## start Excerpt

Git Product home page Git Product logo

Comments (9)

pkyoung avatar pkyoung commented on July 19, 2024 2

I managed to execute train.py, but not yet confirmed training was successful or not.
The quick (and dirty) remedy to above error was:

diff --git a/speech/models/seq2seq.py b/speech/models/seq2seq.py
index b2881e3..65e3a38 100644
--- a/speech/models/seq2seq.py
+++ b/speech/models/seq2seq.py
@@ -87,7 +87,7 @@ class Seq2Seq(model.Model):

         hx = torch.zeros((x.shape[0], x.shape[2]), requires_grad=False)
         if self.is_cuda:
-            hx.cuda()
+            hx = hx.cuda()
         ax = None; sx = None;
         for t in range(y.size()[1] - 1):
             sample = (out and self.scheduled_sampling)
@@ -119,7 +119,7 @@ class Seq2Seq(model.Model):
         if state is None:
             hx = torch.zeros((x.shape[0], x.shape[2]), requires_grad=False)
             if self.is_cuda:
-                hx.cuda()
+                hx = hx.cuda()
             ax = None; sx = None;
         else:
             hx, ax, sx = state
@@ -164,7 +164,7 @@ class Seq2Seq(model.Model):
         Infer a likely output. No beam search yet.
         """
         x, y = self.collate(*batch)
-        end_tok = y.data[0, -1] # TODO
+        end_tok = y.data[0, -1].cuda() # TODO
         t = y
         if self.is_cuda:
             x = x.cuda()
@@ -172,7 +172,7 @@ class Seq2Seq(model.Model):
         x = self.encode(x)

         # needs to be the start token, TODO
-        y = t[:, 0:1]
+        y = t[:, 0:1].cuda()
         _, argmaxs = self.infer_decode(x, y, end_tok, max_len)
         argmaxs = argmaxs.cpu().data.numpy()
         return [seq.tolist() for seq in argmaxs]

And there was also error in train.py

diff --git a/train.py b/train.py
index a04eb6c..6141ba0 100644
--- a/train.py
+++ b/train.py
@@ -10,6 +10,7 @@ import torch
 import torch.nn as nn
 import torch.optim
 import tqdm
+import copy

 import speech
 import speech.loader as loader
@@ -30,7 +31,7 @@ def run_epoch(model, optimizer, train_ldr, it, avg_loss):
         loss.backward()

         grad_norm = nn.utils.clip_grad_norm(model.parameters(), 200)
-        loss = loss.data[0]
+        loss = loss.item()

         optimizer.step()
         prev_end_t = end_t
@@ -54,11 +55,13 @@ def eval_dev(model, ldr, preproc):
     model.set_eval()

     for batch in tqdm.tqdm(ldr):
-        preds = model.infer(batch)
-        loss = model.loss(batch)
-        losses.append(loss.data[0])
+        batch_ = copy.deepcopy(batch)
+        preds = model.infer(batch_)
+        batch_ = copy.deepcopy(batch)
+        loss = model.loss(batch_)
+        losses.append(loss.item())
         all_preds.extend(preds)
-        all_labels.extend(batch[1])
+        all_labels.extend(list(batch)[1])

     model.set_train()

from speech.

arattari avatar arattari commented on July 19, 2024

@silnos If you do manage to fix this, please post an update/solution!

## end Excerpt
## start Material provided

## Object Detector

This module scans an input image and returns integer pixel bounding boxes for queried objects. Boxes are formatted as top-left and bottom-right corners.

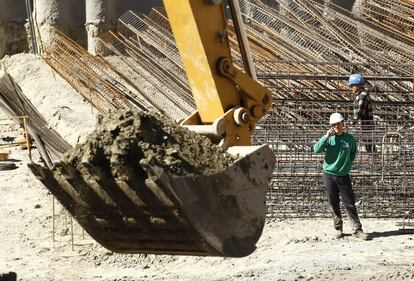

## end Material provided

Extend the thread on patching the speech model's training code, starting after its last comment. The listing has no connection to the thread about patching the speech training code.

from speech.

arattari avatar arattari commented on July 19, 2024

Thanks, I implemented this on my copy as well. I'm still getting another error:
RuntimeError: Assertion cur_target >= 0 && cur_target < n_classes' failed. -- I'm wondering if you have encountered something similar at all?

I'm wondering if you've run this on Librispeech?

from speech.

arattari avatar arattari commented on July 19, 2024

@silnos, could you share your config file?? are you using the default included example??

from speech.

pkyoung avatar pkyoung commented on July 19, 2024

@arattari Yes I am using default json file in examples/timit. I haven't tried librispeech

With timit examples, I got the 2x.x % error rate, and I am not sure this is okay or not yet.
I am going to look into the codes soon.

from speech.

eeric avatar eeric commented on July 19, 2024

With python3.6, pytorch0.4.1, cuda9.0,
I got the following error when I run train.py with timit example:

$ python train.py examples/timit/seq2seq_config.json
Traceback (most recent call last):
  File "train.py", line 146, in <module>
    run(config)
  File "train.py", line 104, in run
    run_state = run_epoch(model, optimizer, train_ldr, *run_state)
  File "train.py", line 29, in run_epoch
    loss = model.loss(batch)
  File "/path/to/speech/models/seq2seq.py", line 57, in loss
    out, alis = self.forward_impl(x, y)
  File "/path/to/speech/models/seq2seq.py", line 68, in forward_impl
    out, alis = self.decode(x, y)
  File "/path/to/speech/models/seq2seq.py", line 103, in decode
    hx = self.dec_rnn(ix.squeeze(dim=1), hx)
  File "/path/to/lib64/python3.6/site-packages/torch/nn/modules/module.py", line 477, in __call__
    result = self.forward(*input, **kwargs)
  File "/path/to/lib64/python3.6/site-packages/torch/nn/modules/rnn.py", line 794, in forward
    self.bias_ih, self.bias_hh,
  File "/path/to/lib64/python3.6/site-packages/torch/nn/_functions/rnn.py", line 53, in GRUCell
    gh = F.linear(hidden, w_hh)
  File "/path/to/lib64/python3.6/site-packages/torch/nn/functional.py", line 1026, in linear
    output = input.matmul(weight.t())
RuntimeError: Expected object of type torch.FloatTensor but found type torch.cuda.FloatTensor for argument #2 'mat2'

hx = self.dec_rnn(ix.squeeze(dim=1), hx)
modified successfully :
hx = self.dec_rnn(ix.squeeze(dim=1), hx.cuda())

from speech.

eeric avatar eeric commented on July 19, 2024

With python3.6, pytorch0.4.1, cuda9.0,

Traceback (most recent call last):
File "train.py", line 148, in
run(config)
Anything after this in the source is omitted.